__Task to carry out__.
Copy nothing but the lines below running from the line containing "64L47 65L40 61V65L34" through the line containing "positive clicks: (14, 29) (100, 96)", both end lines included.

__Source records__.
════════

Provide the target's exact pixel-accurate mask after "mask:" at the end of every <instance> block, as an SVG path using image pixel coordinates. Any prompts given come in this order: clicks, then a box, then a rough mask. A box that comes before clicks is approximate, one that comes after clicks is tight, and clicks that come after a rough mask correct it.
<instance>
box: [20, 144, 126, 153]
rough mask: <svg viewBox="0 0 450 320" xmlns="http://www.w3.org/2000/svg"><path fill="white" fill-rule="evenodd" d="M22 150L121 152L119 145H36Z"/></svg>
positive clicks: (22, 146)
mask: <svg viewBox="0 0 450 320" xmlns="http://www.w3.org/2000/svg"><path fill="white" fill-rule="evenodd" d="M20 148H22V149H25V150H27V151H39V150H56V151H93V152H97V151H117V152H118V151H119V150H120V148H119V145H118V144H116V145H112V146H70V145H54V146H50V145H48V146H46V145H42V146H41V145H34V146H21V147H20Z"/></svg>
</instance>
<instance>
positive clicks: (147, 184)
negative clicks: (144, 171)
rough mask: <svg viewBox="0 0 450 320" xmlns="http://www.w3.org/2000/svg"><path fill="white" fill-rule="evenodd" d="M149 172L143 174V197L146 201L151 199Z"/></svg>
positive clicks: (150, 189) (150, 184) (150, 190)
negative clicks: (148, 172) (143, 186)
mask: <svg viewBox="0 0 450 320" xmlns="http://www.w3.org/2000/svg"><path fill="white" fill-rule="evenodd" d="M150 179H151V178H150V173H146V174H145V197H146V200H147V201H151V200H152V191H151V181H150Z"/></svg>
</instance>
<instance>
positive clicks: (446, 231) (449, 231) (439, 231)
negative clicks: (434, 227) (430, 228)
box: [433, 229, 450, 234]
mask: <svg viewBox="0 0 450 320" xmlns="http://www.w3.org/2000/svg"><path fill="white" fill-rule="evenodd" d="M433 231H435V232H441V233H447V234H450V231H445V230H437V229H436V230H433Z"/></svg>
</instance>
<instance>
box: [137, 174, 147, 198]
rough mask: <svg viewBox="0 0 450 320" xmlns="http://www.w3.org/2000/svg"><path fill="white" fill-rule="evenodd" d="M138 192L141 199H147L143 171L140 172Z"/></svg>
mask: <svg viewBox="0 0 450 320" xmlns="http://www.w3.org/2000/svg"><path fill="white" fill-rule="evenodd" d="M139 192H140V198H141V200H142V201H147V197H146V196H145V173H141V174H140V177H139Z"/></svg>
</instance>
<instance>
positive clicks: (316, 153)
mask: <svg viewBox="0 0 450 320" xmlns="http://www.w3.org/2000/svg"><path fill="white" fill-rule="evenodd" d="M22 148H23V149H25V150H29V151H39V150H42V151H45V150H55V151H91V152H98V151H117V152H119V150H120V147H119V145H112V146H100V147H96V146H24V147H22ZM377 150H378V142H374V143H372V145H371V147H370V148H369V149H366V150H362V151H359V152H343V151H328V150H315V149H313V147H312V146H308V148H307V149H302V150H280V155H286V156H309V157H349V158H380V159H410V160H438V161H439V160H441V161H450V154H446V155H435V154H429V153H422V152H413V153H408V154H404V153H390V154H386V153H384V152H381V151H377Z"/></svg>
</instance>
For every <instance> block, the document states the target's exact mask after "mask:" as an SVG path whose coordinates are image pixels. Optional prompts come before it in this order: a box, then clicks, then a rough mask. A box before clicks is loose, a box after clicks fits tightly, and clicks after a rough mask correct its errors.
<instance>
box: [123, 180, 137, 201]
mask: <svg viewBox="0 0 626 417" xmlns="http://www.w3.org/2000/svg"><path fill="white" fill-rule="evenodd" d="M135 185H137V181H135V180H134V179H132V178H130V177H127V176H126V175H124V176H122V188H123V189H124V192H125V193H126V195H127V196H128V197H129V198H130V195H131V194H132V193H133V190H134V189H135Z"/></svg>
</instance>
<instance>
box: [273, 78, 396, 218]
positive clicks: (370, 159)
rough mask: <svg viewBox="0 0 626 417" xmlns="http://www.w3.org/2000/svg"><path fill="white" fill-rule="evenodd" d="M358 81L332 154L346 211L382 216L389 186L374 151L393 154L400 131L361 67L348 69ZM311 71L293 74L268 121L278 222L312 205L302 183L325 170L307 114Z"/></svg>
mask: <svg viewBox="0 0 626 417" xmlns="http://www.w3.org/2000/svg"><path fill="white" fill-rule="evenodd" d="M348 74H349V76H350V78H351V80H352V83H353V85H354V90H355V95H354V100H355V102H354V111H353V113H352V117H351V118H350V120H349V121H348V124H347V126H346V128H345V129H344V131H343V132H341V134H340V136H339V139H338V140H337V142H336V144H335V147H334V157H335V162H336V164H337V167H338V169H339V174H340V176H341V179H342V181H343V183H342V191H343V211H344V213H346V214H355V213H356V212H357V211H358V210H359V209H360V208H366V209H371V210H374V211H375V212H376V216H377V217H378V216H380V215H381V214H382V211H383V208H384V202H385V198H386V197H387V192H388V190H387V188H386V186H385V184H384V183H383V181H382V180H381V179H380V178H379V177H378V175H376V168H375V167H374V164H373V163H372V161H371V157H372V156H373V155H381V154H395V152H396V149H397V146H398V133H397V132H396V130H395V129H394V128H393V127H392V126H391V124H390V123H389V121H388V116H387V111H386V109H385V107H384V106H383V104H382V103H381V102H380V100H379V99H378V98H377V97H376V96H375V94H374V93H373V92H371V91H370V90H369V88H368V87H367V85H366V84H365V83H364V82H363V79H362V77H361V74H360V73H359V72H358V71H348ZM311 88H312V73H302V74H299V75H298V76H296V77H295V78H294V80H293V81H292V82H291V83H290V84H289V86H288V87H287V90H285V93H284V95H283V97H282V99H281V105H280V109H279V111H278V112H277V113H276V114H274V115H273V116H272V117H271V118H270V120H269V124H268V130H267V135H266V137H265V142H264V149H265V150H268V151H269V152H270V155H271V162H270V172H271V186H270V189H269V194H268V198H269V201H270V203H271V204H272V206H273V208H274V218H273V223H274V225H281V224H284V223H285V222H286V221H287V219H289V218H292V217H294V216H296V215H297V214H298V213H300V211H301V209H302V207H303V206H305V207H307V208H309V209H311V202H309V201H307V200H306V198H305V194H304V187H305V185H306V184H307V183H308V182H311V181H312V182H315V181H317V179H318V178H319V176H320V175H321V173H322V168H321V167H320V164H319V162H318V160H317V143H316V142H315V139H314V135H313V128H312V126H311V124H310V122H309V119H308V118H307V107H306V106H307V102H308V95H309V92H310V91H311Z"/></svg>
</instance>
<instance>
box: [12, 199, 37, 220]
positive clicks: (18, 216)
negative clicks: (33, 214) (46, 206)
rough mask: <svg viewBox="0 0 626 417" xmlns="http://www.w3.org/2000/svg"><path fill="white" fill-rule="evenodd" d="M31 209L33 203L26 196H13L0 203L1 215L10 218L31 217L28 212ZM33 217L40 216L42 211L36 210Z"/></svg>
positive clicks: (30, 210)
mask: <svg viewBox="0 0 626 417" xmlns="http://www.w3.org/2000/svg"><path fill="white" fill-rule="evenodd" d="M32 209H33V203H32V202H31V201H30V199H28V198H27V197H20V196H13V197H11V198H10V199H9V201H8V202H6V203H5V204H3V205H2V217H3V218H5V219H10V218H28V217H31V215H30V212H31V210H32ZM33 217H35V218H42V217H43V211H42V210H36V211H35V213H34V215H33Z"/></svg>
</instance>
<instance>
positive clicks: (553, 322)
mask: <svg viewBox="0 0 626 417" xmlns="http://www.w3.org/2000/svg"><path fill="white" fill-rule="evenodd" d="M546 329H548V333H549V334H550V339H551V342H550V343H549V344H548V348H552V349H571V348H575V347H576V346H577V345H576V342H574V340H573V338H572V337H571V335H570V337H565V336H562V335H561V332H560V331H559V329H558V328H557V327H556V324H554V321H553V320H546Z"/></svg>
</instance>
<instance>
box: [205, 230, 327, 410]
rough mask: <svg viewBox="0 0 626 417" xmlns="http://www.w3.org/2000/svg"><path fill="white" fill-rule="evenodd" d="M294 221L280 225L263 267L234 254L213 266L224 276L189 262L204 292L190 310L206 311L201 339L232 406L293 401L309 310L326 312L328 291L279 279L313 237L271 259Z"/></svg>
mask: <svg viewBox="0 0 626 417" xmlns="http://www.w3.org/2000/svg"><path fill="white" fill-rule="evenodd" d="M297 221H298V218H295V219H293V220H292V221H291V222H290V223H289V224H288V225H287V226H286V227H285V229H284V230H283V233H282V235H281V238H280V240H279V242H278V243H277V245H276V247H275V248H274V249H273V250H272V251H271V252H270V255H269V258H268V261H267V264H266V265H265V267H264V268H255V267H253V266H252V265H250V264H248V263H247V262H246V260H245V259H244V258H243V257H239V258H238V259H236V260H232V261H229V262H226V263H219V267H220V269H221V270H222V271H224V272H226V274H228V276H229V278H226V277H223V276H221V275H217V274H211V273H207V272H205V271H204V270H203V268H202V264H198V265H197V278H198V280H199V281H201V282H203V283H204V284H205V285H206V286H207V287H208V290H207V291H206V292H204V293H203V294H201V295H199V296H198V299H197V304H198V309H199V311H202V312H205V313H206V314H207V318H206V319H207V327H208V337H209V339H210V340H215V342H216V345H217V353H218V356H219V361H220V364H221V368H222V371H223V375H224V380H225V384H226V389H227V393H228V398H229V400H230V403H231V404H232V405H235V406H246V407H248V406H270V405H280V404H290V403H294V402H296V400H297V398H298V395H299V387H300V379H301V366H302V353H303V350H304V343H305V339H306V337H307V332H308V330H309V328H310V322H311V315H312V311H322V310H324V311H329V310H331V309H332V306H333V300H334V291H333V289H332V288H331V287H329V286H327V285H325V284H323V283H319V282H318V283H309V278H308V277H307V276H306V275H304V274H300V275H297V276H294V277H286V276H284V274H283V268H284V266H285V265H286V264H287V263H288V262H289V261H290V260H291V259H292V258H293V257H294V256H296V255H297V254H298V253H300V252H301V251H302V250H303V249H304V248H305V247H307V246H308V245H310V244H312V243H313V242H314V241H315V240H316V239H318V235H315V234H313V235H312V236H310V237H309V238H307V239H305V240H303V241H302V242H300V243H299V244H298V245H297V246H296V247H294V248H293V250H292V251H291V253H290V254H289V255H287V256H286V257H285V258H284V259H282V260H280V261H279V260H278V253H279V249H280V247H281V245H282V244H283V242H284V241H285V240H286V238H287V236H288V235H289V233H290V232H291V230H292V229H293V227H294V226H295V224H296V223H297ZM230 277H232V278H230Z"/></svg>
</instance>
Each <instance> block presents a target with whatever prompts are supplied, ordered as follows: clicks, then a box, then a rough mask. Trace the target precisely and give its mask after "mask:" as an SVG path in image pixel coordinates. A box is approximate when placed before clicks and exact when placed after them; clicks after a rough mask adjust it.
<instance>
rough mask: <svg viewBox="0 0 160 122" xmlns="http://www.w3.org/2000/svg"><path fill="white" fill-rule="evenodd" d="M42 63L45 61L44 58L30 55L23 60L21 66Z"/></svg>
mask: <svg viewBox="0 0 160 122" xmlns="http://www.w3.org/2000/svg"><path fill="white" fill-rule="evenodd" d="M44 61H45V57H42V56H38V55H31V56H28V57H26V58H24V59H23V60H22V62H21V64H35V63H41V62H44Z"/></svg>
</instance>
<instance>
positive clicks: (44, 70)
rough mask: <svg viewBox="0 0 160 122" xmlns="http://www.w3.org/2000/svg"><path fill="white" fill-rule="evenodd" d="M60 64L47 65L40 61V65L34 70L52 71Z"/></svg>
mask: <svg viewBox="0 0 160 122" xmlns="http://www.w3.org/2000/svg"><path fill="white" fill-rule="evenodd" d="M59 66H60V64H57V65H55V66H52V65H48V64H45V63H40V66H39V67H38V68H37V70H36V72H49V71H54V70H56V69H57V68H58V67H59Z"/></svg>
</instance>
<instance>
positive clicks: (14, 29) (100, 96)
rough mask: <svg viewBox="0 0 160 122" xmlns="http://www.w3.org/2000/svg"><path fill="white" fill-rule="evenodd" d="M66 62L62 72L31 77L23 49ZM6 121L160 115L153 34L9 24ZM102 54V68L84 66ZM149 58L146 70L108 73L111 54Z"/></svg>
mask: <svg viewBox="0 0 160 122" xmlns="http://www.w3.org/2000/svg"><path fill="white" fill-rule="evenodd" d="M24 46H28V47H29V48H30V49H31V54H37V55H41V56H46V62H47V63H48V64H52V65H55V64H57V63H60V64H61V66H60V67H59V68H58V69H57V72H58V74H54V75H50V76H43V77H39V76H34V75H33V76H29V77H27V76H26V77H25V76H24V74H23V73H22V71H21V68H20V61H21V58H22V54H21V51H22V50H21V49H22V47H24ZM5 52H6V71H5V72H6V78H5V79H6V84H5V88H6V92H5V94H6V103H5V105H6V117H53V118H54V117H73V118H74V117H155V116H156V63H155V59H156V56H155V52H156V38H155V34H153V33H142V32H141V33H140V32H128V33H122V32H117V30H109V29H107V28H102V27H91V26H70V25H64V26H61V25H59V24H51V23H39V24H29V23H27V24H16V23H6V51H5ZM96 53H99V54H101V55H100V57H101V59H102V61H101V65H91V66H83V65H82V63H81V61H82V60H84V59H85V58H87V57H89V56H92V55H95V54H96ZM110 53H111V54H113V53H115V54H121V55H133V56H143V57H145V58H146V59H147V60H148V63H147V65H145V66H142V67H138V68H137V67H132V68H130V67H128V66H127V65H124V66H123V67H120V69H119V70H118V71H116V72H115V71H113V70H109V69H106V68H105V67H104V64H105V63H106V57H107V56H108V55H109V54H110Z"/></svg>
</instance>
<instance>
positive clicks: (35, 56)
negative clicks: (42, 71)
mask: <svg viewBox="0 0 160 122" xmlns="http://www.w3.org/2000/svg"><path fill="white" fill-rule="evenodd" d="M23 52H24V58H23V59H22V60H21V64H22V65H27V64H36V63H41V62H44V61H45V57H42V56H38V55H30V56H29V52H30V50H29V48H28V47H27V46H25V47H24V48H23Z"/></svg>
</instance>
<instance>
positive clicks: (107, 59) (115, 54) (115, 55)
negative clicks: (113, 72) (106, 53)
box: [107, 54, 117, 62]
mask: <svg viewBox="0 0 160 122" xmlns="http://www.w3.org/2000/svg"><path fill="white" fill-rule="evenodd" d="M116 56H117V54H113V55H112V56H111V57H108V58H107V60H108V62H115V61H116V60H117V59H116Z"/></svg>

════════

__Response to this task__.
rough mask: <svg viewBox="0 0 160 122" xmlns="http://www.w3.org/2000/svg"><path fill="white" fill-rule="evenodd" d="M60 64L47 65L40 61V65L34 70L52 71Z"/></svg>
mask: <svg viewBox="0 0 160 122" xmlns="http://www.w3.org/2000/svg"><path fill="white" fill-rule="evenodd" d="M59 66H60V64H57V65H55V66H52V65H48V64H45V63H40V66H39V67H38V68H37V70H36V72H49V71H54V70H56V69H57V68H58V67H59Z"/></svg>
</instance>
<instance>
positive clicks: (14, 29) (100, 96)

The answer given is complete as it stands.